Task
Copy every line of the records below, text included, and scale each point coordinate in the answers by 2.3, rounding to whole numbers with halves rounded up. Keep the sample coordinates in the text unchanged, and leave the pictures out of your reply.

Extracted data

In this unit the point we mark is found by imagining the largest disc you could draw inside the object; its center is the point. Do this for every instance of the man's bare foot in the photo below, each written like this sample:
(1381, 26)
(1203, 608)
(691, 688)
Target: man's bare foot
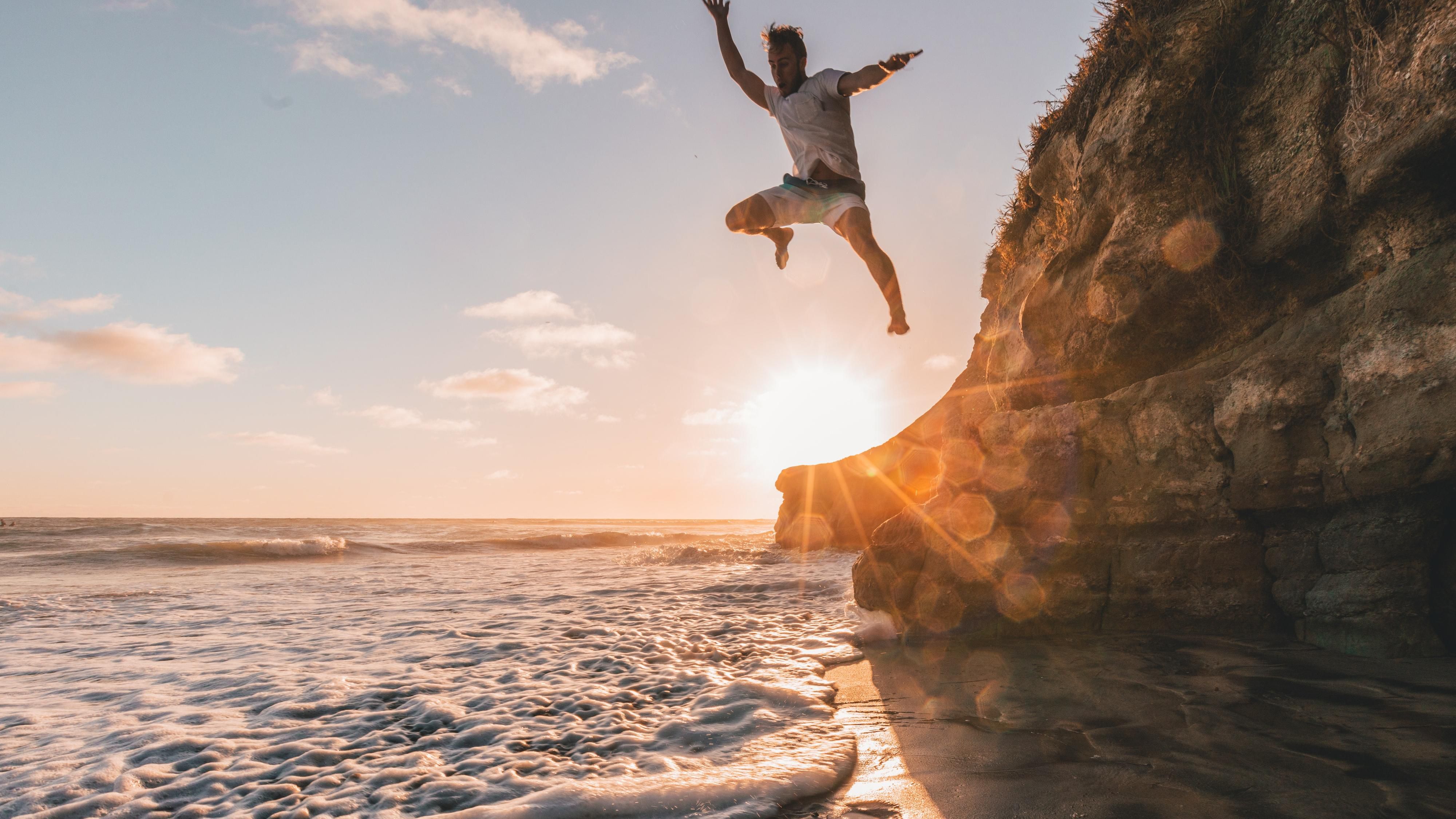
(781, 250)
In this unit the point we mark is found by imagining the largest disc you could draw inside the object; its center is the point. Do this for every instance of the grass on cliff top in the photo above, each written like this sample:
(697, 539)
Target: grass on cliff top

Result of the task
In this unit the point we mark is found by imagining the largest disc you could draw inside the object; its center is the point. Do this for every instance of the man's bare foot in the photo below, each written like this sample:
(1381, 26)
(1203, 608)
(691, 688)
Target: man's bare foot
(1796, 575)
In this unit the point we mark is found by imagining the largest disc you could draw inside the object; its center is the point. Do this for every instance of the grass on cliff top in the photo above, each written like this sample:
(697, 539)
Target: grass on cliff top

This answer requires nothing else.